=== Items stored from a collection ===

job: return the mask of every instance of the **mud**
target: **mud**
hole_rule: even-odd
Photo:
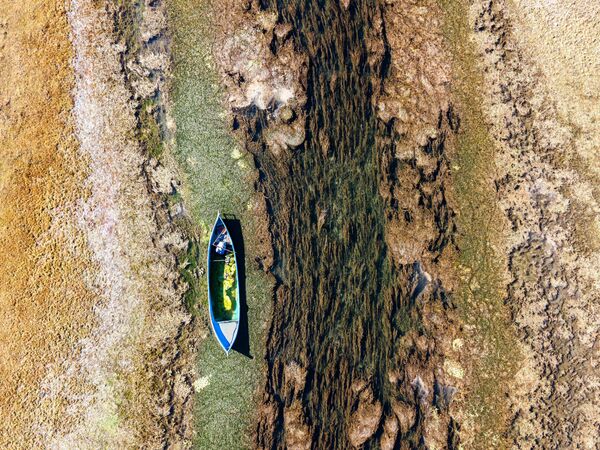
[[[186,445],[193,340],[179,264],[189,243],[167,208],[177,187],[168,158],[153,158],[143,139],[154,128],[154,140],[168,143],[160,134],[168,70],[161,4],[128,10],[83,0],[71,7],[73,115],[80,154],[89,161],[89,195],[72,213],[95,264],[84,277],[96,296],[95,323],[46,374],[45,398],[67,407],[60,424],[37,425],[40,442]]]
[[[570,66],[559,74],[551,52],[542,56],[536,45],[523,46],[529,39],[518,25],[523,16],[541,14],[537,20],[542,20],[555,14],[556,25],[560,15],[552,8],[534,13],[526,3],[513,8],[504,1],[475,2],[472,12],[490,93],[485,106],[499,150],[498,198],[511,223],[505,241],[511,277],[506,303],[526,356],[511,393],[511,437],[516,448],[591,449],[600,439],[594,369],[599,294],[592,269],[598,219],[592,212],[597,211],[594,177],[580,164],[593,159],[593,140],[582,142],[580,136],[593,128],[593,99],[582,99],[573,109],[571,96],[579,95],[578,88],[565,93],[563,84],[569,77],[585,80],[587,68]],[[587,52],[587,46],[578,49],[579,38],[573,44],[572,33],[589,18],[572,16],[561,55],[578,60],[579,52]],[[535,39],[546,45],[553,36]]]
[[[274,254],[267,268],[277,279],[255,445],[456,446],[450,405],[460,380],[439,369],[438,351],[450,348],[456,320],[445,270],[456,248],[445,183],[459,119],[446,75],[410,56],[390,66],[402,36],[388,40],[387,12],[375,2],[289,2],[278,10],[249,2],[233,14],[260,36],[251,57],[234,53],[242,59],[232,69],[227,55],[237,38],[226,32],[220,64],[235,100],[233,128],[259,171]],[[276,20],[265,26],[264,17]],[[421,45],[432,37],[424,33]],[[443,61],[442,49],[432,49]],[[416,43],[413,52],[420,50]],[[280,78],[295,97],[248,102],[254,74],[239,67],[281,61],[289,73]],[[422,80],[414,89],[429,101],[406,105],[410,120],[402,101],[415,91],[395,90],[407,61]],[[273,144],[270,136],[297,122],[303,142]]]

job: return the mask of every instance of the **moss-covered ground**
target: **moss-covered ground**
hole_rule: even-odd
[[[173,45],[173,115],[177,126],[175,156],[184,173],[182,197],[192,217],[199,246],[198,269],[188,302],[206,338],[198,358],[195,447],[201,449],[250,447],[248,427],[254,396],[263,372],[264,340],[270,317],[271,285],[252,262],[257,224],[252,208],[252,161],[231,135],[222,107],[222,91],[211,56],[213,31],[209,2],[173,0],[168,13]],[[206,244],[218,211],[235,215],[245,237],[249,348],[253,358],[237,352],[226,356],[209,334]],[[244,312],[242,310],[242,319]],[[238,340],[244,340],[243,333]]]

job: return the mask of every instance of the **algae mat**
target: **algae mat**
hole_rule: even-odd
[[[173,38],[173,116],[177,125],[176,158],[184,172],[183,197],[200,230],[199,265],[206,270],[206,242],[217,211],[234,214],[242,224],[246,261],[253,261],[258,224],[252,161],[243,156],[231,135],[222,108],[222,91],[211,57],[211,17],[206,2],[176,0],[169,4]],[[214,22],[213,22],[214,23]],[[202,272],[202,270],[201,270]],[[206,280],[196,298],[205,330],[196,383],[197,448],[249,447],[253,400],[263,373],[264,340],[270,317],[271,285],[254,264],[246,266],[249,348],[252,358],[229,357],[209,335]],[[238,336],[239,339],[244,336]]]

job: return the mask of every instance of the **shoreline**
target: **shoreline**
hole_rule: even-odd
[[[200,336],[194,384],[194,427],[199,433],[194,446],[248,447],[257,388],[264,377],[272,298],[272,280],[257,263],[257,259],[268,259],[270,245],[264,234],[264,204],[254,190],[257,174],[252,157],[233,136],[224,108],[212,53],[216,30],[211,18],[216,5],[206,0],[174,0],[168,8],[173,46],[171,99],[177,123],[174,155],[183,174],[183,205],[198,238],[199,278],[193,309]],[[206,243],[218,210],[235,214],[242,226],[252,359],[236,352],[227,357],[209,331]]]

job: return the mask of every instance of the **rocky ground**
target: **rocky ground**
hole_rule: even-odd
[[[203,6],[196,41],[191,0],[0,0],[0,446],[596,448],[600,6]],[[272,317],[217,378],[191,312],[231,202]]]
[[[180,445],[192,319],[164,11],[66,6],[2,5],[1,445]]]

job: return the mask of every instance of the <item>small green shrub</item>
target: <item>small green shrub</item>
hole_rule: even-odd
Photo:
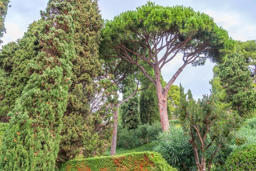
[[[189,138],[181,127],[171,127],[169,133],[160,133],[154,142],[154,151],[163,155],[170,165],[180,171],[197,171]]]
[[[229,171],[256,170],[256,144],[235,150],[227,160],[226,169]]]
[[[71,160],[61,171],[177,171],[155,152],[133,153],[122,156]]]
[[[141,125],[136,129],[129,130],[119,125],[117,128],[117,147],[131,149],[140,146],[156,140],[159,133],[161,132],[159,122],[152,125]]]
[[[256,118],[247,119],[247,125],[251,127],[252,128],[256,128]]]
[[[0,145],[2,144],[2,136],[7,129],[8,124],[0,123]]]
[[[180,119],[170,119],[169,120],[169,124],[170,125],[180,124]]]

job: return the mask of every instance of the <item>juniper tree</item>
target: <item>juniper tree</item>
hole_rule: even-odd
[[[105,44],[116,52],[112,57],[137,66],[156,87],[163,130],[169,126],[168,93],[185,67],[203,65],[207,58],[221,61],[234,46],[227,32],[208,15],[191,8],[163,7],[151,2],[108,21],[103,36]],[[161,70],[178,53],[182,54],[183,64],[163,86]],[[154,70],[154,76],[143,64]]]
[[[74,36],[76,58],[63,118],[59,162],[67,162],[79,154],[87,157],[101,155],[111,139],[112,113],[102,108],[107,100],[103,102],[97,81],[102,72],[98,54],[102,23],[97,2],[73,3],[78,11]]]
[[[54,170],[75,58],[75,11],[70,1],[50,0],[41,12],[42,48],[29,64],[32,74],[8,114],[0,148],[2,170]]]
[[[0,0],[0,38],[3,36],[3,33],[6,32],[6,29],[4,26],[4,21],[7,14],[7,9],[10,6],[8,6],[10,3],[9,0]],[[0,39],[0,44],[3,43],[3,41]]]
[[[0,90],[1,122],[7,122],[7,113],[14,107],[16,100],[31,75],[28,64],[35,58],[41,47],[39,33],[42,20],[34,22],[22,38],[4,46],[0,53],[0,68],[3,72],[5,86]]]
[[[232,53],[219,68],[221,84],[227,93],[227,102],[240,116],[250,115],[256,108],[256,92],[242,54]]]

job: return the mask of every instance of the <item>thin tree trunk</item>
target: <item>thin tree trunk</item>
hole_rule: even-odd
[[[202,158],[201,159],[201,170],[200,171],[206,171],[205,157],[202,157]]]
[[[114,112],[114,119],[115,122],[113,125],[113,133],[112,136],[112,144],[111,145],[111,150],[110,155],[114,156],[116,154],[116,137],[117,136],[117,120],[118,117],[118,110]]]

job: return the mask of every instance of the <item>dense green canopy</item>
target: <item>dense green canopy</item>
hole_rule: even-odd
[[[50,0],[39,34],[41,47],[28,64],[32,73],[8,116],[3,137],[3,171],[52,171],[59,150],[69,87],[75,11],[68,0]]]

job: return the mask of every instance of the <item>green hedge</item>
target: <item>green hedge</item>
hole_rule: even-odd
[[[61,171],[177,171],[158,153],[132,153],[120,156],[71,160]]]
[[[226,168],[229,171],[256,170],[256,144],[236,150],[227,159]]]

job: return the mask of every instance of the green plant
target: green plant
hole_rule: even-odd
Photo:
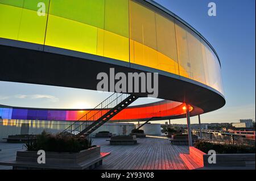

=== To do ===
Give the stretch from the line containing "job: return the mask of every instance of the green" through the end of the items as a JSON list of strings, one string per line, with blank lines and pictures left out.

=== Finished answer ===
[
  "job: return the mask of every instance of the green plant",
  "target: green plant",
  "hole_rule: even-odd",
  "Photo:"
]